练习要求
1 > 请照录阅读文本中从“其次,对象污染型环境污染和能”开始、到“污染罪、噪声污染罪等新罪名。”结束的部分。
2 > 根据阅读文本回答下列问题:
(a) 污染环境类犯罪包括哪几个罪名?
(b) 生态安全的核心在于什么?
(c) 设立破坏自然保护地罪的目的在于保护什么?

### 阅读文本 ###

其次,对象污染型环境污染和能量危害型环境污染是划分污染环境类犯罪的事实依据。在我国《刑法》分则第六章第六节规定的16个具体犯罪中,污染环境类犯罪包括污染环境罪、非法处置进口的固体废物罪和擅自进口固体废物罪3个罪名。不论从罪名还是罪状来看,立法者对非法处置进口的固体废物罪和擅自进口固体废物罪的规定相对明确。相比之下,对污染环境罪的规定并不明确,主要原因在于对污染环境类犯罪基本上采用了统合性规定模式。从世界各国刑法对污染环境类犯罪的规定来看,一般是根据污染对象和能量危害设置具体犯罪。德国环境刑法根据水体、大气、土壤等污染对象和噪声、核能等能量危害的不同设置了污染水体、污染大气、污染土壤、噪声污染、随意开动核设施等具体犯罪。如此规定的原理在于,对象污染型犯罪和能量危害型犯罪之间有着不同的形成和防治机制;同时,不同的污染对象和不同的能量危害体现了不同的污染和危害程度。因而,将因不同的污染对象和能量危害而引发的不同污染程度和危害结果规定为一个污染罪,难以实现刑法的个别性评价,不符合刑罚个别化的基本要求,为司法的随意性留下空间。应当对我国《刑法》规定的污染环境罪根据污染对象和能量危害进行分解,使其成为内容丰富、包括各种污染环境的具体的犯罪类型。具体可分解为污染水域罪、污染土壤罪、污染大气罪、固体废物污染环境罪等具体犯罪;同时增设核污染罪、噪声污染罪等新罪名。

最后,破坏物种及遗传多样性和破坏生态系统构成破坏生态类犯罪的客观依据。生态安全的核心在于保持生物多样性。生物多样性包括生态系统多样性、物种的多样性和遗传多样性。物种多样性与遗传多样性之间难以割裂。通常情况下,物种多样性的减少和丧失,必然导致遗传多样性的减少和丧失。“当一个物种的个体数量大幅度减少以后,其遗传多样性就会大量地丧失,满足人类需求的能力也会急剧下降。因为物种的生存力与其遗传多样性成正比,小的分离的残遗种群比具有丰富遗传多样性的种群更易于濒危或灭绝。”在生态学上,通常将物种多样性和遗传多样性统称为“物种及遗传多样性”,而且物种及遗传多样性是就物种及其遗传本身而言的。与此不同,生态系统是指大自然中生物与生态的统一整体,其强调生物与生态之间的自然关系。在这个统一的整体中,生物与生态之间处于动态的平衡关系。《刑法修正案(十一)》新增保护动植物新罪名的目的,主要在于保护物种及其遗传多样性;而设立破坏自然保护地罪和非法引进、释放、丢弃外来入侵物种新罪名的目的,显然在于保护生态系统多样性。据此,我国将破坏生态类犯罪构造为破坏物种及遗传多样性的犯罪和破坏生态系统的犯罪,符合生态保护的理论和实践。

### 摘录材料 ###

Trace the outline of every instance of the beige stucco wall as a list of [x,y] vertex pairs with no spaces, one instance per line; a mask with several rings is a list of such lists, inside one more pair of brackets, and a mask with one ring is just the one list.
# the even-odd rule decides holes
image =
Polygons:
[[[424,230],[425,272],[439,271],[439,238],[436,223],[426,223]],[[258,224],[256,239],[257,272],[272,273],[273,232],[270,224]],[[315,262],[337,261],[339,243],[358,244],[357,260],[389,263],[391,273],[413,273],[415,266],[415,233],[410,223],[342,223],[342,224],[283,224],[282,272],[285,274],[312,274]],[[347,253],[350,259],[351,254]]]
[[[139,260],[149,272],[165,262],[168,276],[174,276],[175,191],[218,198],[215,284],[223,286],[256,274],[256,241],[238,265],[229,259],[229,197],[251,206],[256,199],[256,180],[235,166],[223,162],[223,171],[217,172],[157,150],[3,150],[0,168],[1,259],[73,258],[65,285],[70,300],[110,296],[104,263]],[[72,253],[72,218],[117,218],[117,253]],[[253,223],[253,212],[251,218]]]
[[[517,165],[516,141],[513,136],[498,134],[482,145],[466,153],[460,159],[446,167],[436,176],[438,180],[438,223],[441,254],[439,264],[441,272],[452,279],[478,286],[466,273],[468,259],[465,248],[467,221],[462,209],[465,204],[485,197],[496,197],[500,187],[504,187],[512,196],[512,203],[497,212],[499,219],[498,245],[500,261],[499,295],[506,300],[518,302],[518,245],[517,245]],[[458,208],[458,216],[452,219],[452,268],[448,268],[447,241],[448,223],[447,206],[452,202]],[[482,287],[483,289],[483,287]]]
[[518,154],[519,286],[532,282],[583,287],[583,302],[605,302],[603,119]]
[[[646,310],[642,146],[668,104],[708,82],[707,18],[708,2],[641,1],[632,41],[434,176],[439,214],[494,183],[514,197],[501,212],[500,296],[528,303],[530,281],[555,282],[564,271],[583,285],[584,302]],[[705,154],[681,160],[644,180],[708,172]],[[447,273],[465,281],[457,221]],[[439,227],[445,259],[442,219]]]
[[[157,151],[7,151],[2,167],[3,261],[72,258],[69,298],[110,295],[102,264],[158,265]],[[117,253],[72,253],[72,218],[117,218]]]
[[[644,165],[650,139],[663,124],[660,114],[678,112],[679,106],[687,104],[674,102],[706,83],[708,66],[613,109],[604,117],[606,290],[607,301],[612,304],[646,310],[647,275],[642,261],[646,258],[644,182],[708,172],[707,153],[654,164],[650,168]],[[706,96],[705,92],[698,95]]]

###

各题答案
1 >
其次,对象污染型环境污染和能量危害型环境污染是划分污染环境类犯罪的事实依据。在我国《刑法》分则第六章第六节规定的16个具体犯罪中,污染环境类犯罪包括污染环境罪、非法处置进口的固体废物罪和擅自进口固体废物罪3个罪名。不论从罪名还是罪状来看,立法者对非法处置进口的固体废物罪和擅自进口固体废物罪的规定相对明确。相比之下,对污染环境罪的规定并不明确,主要原因在于对污染环境类犯罪基本上采用了统合性规定模式。从世界各国刑法对污染环境类犯罪的规定来看,一般是根据污染对象和能量危害设置具体犯罪。德国环境刑法根据水体、大气、土壤等污染对象和噪声、核能等能量危害的不同设置了污染水体、污染大气、污染土壤、噪声污染、随意开动核设施等具体犯罪。如此规定的原理在于,对象污染型犯罪和能量危害型犯罪之间有着不同的形成和防治机制;同时,不同的污染对象和不同的能量危害体现了不同的污染和危害程度。因而,将因不同的污染对象和能量危害而引发的不同污染程度和危害结果规定为一个污染罪,难以实现刑法的个别性评价,不符合刑罚个别化的基本要求,为司法的随意性留下空间。应当对我国《刑法》规定的污染环境罪根据污染对象和能量危害进行分解,使其成为内容丰富、包括各种污染环境的具体的犯罪类型。具体可分解为污染水域罪、污染土壤罪、污染大气罪、固体废物污染环境罪等具体犯罪;同时增设核污染罪、噪声污染罪等新罪名。

2 >
(a) 污染环境罪、非法处置进口的固体废物罪和擅自进口固体废物罪。
(b) 保持生物多样性。
(c) 生态系统多样性。